THE REQUEST
Quote the Roger Brooke Taney biography below in full, word for word.

READING TEXT
The Life of Roger Brooke Taney

From a planter's son in tidewater Maryland to nearly three decades at the head of the United States Supreme Court.

At a glance

Born
17 March 1777, Calvert County, Maryland
Died
12 October 1864, Washington, D.C. (aged 87)
Education
Dickinson College, Carlisle, Pennsylvania (1795)
Married
Anne Phebe Charlton Key, 1806
Key offices
Maryland legislator; U.S. Attorney General; Secretary of the Treasury; Chief Justice of the United States (1836–1864)

Early years and education

Taney was born in the spring of 1777 into a long-established Maryland family of English Catholic descent that had farmed tobacco in Calvert County since the mid-seventeenth century. As a younger son who would not inherit the family estate, he was directed toward a profession. He proved a diligent student and entered Dickinson College in Pennsylvania, graduating in 1795 while still a teenager. He then read law in Annapolis under an experienced jurist and was admitted to the Maryland bar in 1799 — the same year he won a seat in the state legislature.

MATERIAL SHOWN
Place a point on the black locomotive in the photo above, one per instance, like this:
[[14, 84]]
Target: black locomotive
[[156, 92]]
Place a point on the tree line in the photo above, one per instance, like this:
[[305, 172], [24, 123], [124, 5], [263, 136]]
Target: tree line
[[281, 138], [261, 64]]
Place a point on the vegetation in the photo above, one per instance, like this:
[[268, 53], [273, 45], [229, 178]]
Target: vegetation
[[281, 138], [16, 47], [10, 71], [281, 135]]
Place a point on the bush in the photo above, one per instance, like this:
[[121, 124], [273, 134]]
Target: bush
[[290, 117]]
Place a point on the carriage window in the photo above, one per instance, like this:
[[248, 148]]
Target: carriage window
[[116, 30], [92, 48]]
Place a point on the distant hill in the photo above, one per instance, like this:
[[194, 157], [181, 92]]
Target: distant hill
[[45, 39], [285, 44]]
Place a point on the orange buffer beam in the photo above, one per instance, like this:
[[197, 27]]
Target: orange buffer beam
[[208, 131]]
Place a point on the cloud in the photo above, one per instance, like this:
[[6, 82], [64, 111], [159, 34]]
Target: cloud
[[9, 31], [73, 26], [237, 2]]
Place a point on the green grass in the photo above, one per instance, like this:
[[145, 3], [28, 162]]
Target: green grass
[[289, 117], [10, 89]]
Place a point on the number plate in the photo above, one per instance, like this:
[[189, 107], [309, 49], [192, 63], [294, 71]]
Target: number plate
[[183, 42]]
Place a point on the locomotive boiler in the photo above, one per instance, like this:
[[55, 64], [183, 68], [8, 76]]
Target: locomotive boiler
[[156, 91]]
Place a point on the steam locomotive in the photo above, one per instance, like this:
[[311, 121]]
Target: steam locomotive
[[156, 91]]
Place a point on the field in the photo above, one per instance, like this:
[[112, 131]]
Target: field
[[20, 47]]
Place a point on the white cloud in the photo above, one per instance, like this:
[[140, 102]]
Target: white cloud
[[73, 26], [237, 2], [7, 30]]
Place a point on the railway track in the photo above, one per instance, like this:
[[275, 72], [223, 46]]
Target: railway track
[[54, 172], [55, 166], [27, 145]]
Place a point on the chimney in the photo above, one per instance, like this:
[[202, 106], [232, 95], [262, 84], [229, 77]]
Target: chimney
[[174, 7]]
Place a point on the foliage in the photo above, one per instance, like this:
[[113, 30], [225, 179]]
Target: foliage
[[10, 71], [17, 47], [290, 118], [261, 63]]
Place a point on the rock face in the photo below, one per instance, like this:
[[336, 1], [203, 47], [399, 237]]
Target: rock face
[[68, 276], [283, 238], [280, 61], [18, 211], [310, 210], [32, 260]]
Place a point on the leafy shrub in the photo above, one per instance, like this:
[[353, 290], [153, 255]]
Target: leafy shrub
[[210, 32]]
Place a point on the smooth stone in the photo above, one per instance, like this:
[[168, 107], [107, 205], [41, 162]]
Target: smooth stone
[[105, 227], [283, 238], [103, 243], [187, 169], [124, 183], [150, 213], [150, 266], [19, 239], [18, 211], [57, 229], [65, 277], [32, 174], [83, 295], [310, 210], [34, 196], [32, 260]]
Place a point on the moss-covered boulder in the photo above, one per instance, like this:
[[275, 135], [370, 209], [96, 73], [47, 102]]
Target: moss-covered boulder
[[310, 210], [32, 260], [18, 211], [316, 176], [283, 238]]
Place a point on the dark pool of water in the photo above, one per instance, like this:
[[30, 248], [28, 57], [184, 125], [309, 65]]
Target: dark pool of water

ANSWER IN FULL
The Life of Roger Brooke Taney

From a planter's son in tidewater Maryland to nearly three decades at the head of the United States Supreme Court.

At a glance

Born
17 March 1777, Calvert County, Maryland
Died
12 October 1864, Washington, D.C. (aged 87)
Education
Dickinson College, Carlisle, Pennsylvania (1795)
Married
Anne Phebe Charlton Key, 1806
Key offices
Maryland legislator; U.S. Attorney General; Secretary of the Treasury; Chief Justice of the United States (1836–1864)

Early years and education

Taney was born in the spring of 1777 into a long-established Maryland family of English Catholic descent that had farmed tobacco in Calvert County since the mid-seventeenth century. As a younger son who would not inherit the family estate, he was directed toward a profession. He proved a diligent student and entered Dickinson College in Pennsylvania, graduating in 1795 while still a teenager. He then read law in Annapolis under an experienced jurist and was admitted to the Maryland bar in 1799 — the same year he won a seat in the state legislature.